What the task requires
Transcribe every entry below word for word, but skip the pictures.
>> start Rows
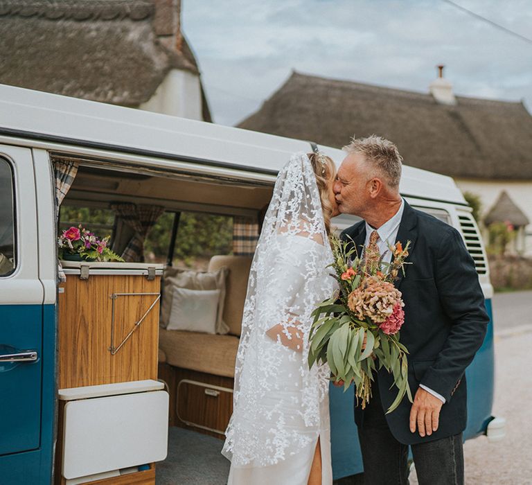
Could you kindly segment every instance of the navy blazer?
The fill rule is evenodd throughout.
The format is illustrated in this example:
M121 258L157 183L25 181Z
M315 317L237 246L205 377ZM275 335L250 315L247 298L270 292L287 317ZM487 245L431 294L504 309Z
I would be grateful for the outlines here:
M342 233L359 252L366 238L364 221ZM457 434L467 423L464 371L480 348L489 317L472 258L460 233L436 218L411 207L405 201L397 235L410 240L405 276L396 286L405 301L405 323L400 340L408 349L408 378L414 397L420 383L443 396L439 427L431 436L409 430L411 404L405 396L387 414L390 430L405 444ZM393 378L385 369L378 373L382 407L386 411L397 395ZM364 425L364 412L355 405L355 420Z

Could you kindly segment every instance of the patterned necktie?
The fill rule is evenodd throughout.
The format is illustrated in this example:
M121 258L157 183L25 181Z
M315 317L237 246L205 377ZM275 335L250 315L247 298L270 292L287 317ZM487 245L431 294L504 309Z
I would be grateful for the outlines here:
M366 248L366 252L364 258L366 260L366 264L370 271L377 271L380 270L380 251L377 245L377 240L379 238L379 233L373 231L369 236L369 244Z
M379 233L376 231L373 231L369 235L369 245L368 249L372 254L377 254L380 256L380 251L379 251L379 247L377 245L377 241L379 240Z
>> end Rows
Solution to the problem
Could you kindly segment every instance of the navy blazer?
The fill rule is evenodd throughout.
The format is illustrated in this example:
M121 258L157 183L25 181Z
M315 317L237 246L205 377ZM275 335L250 315L247 298L270 292L287 317ZM487 245L431 294L504 309Z
I would be grateful for the outlines here:
M342 233L359 252L366 238L364 221ZM457 434L467 423L464 371L480 348L489 317L472 258L460 233L436 218L411 207L405 201L397 235L410 240L405 276L396 286L405 301L405 323L400 340L408 349L408 378L414 397L420 383L443 396L439 427L431 436L409 430L411 404L405 396L387 414L390 430L405 444ZM393 378L385 369L378 373L382 407L386 411L397 395ZM364 425L364 412L355 405L355 420Z

Could you kindly segment every instance of the patterned necktie?
The fill rule is evenodd throughout.
The format is illustrated in this example:
M121 258L157 183L25 181Z
M315 317L237 246L205 377ZM275 335L250 315L247 298L270 292L287 317ZM487 245L431 294L504 309Z
I would be grateful for the outlines here:
M366 248L366 252L364 258L366 260L366 264L370 271L377 271L380 270L380 251L377 245L377 240L379 238L379 233L373 231L369 236L369 244Z
M379 233L376 231L373 231L369 235L369 245L368 249L372 254L377 254L380 256L380 251L379 251L379 247L377 245L377 241L379 240Z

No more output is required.